> _PAGE EXTRACT_:
These are non-specific pain receptors that may be excited by mechanical, thermal and/or chemical stimulation present in the buccal and pharyngeal cavities and, to a lesser extent, also in the nasal cavity. They are small-calibre (weakly myelinated to unmyelinated) free nerve endings of the trigeminal nerve or fifth cranial nerve. A multipurpose nerve that enriches the perceptive system with its different sensitivities, tactile, thermal, pain and chemical, the already complex sense of smell and taste. And when the chili turns into a burning sensation and the menthol into freshness, some fibers of this nerve that are sensitive to heat or cold, offer their receptors to molecules neither hot nor cold, which deceive them.


The best known and recognizable chemesthetic sensations that contribute to the description of the flavor of a food are: spiciness induced by the capsaicin contained in the chilli pepper, freshness associated with menthol, astringency associated with tannins and the electric sensation, also called tingling, induced from Sichuan pepper.

> _DATASET EXCERPTS_:
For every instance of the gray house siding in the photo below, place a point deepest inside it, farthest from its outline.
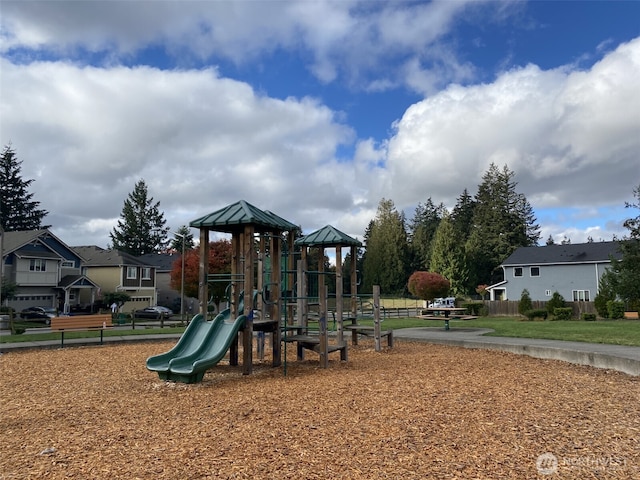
(573, 270)
(583, 280)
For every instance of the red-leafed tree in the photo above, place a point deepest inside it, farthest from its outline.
(428, 285)
(219, 262)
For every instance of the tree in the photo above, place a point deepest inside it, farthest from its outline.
(448, 258)
(428, 285)
(503, 220)
(626, 270)
(219, 262)
(176, 243)
(385, 258)
(18, 210)
(423, 228)
(141, 228)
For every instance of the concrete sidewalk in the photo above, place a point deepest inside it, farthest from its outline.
(615, 357)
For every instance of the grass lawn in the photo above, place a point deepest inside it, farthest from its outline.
(616, 332)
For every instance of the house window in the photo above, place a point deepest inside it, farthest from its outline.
(146, 273)
(581, 296)
(37, 265)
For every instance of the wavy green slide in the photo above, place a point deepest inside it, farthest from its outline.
(202, 345)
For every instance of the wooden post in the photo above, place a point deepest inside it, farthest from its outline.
(354, 283)
(247, 331)
(376, 316)
(339, 305)
(276, 286)
(300, 302)
(324, 334)
(203, 272)
(236, 271)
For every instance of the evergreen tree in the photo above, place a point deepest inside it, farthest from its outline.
(385, 260)
(462, 216)
(448, 258)
(503, 221)
(626, 270)
(18, 210)
(423, 228)
(176, 243)
(141, 228)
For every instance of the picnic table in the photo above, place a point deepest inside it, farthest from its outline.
(446, 313)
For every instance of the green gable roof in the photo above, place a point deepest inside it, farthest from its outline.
(328, 236)
(235, 216)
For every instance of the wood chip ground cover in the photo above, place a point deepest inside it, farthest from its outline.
(415, 411)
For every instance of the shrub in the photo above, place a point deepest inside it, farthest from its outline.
(600, 302)
(556, 301)
(563, 313)
(474, 308)
(525, 303)
(615, 309)
(536, 313)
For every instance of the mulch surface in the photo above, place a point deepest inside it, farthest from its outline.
(413, 412)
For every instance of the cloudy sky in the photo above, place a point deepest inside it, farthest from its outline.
(316, 110)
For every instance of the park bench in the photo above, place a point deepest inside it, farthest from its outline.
(81, 323)
(367, 331)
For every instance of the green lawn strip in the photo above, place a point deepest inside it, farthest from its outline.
(37, 337)
(618, 332)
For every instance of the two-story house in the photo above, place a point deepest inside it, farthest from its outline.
(47, 272)
(117, 271)
(573, 270)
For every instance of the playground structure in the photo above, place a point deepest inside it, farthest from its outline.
(266, 259)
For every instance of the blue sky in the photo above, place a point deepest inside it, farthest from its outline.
(318, 109)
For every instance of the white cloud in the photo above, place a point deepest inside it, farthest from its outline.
(199, 142)
(353, 39)
(569, 136)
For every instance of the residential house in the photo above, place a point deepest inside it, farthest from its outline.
(47, 272)
(117, 271)
(163, 262)
(573, 270)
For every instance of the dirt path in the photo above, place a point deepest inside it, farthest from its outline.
(416, 411)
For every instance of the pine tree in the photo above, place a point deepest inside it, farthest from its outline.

> _EXERCISE DETAILS_: Write the next part of the passage on chemesthetic sensations, picking up after its final sentence.

> _TASK RESULT_:
Sichuan pepper is the archetype of chemesthesis, capable of generating a dense and intense electric tingling followed by a slight lemon aroma and inducing a slight numbness of the oral cavity, in particular of the tongue, without however causing the typical burning sensation of chili peppers.

The compounds responsible for the spiciness stimulate those thermo-nociceptors of the type that binds capsaicin (vanilloid receptor - VR1) which is also activated by high temperatures.

The information related to pain moves more slowly (from 2 to 30 m/sec) than from other neurons, for which the transmission speed can reach 100 m/sec. Therefore, it is observed that the chemesthetic sensations in the mouth are perceived more deeply than the basic gustatory sensations and the sensation that is generated is not immediate but is much more persistent.

How can the spicy displeasure become a pleasure?

Neuroscience are dealing with how our brain responds to certain/specific sensory stimuli, distinguishing the good from the disgusting, and usually preferring spicy and sweet, bitter and sour. As for the receptors of basic tastes, it should be remembered that the principle of sensitivity also applies to chemesthetics that varies from individual to individual in relation to genetic factors, to exposure to molecules responsible for perceptions, to the physiological state of the individual (age, disease).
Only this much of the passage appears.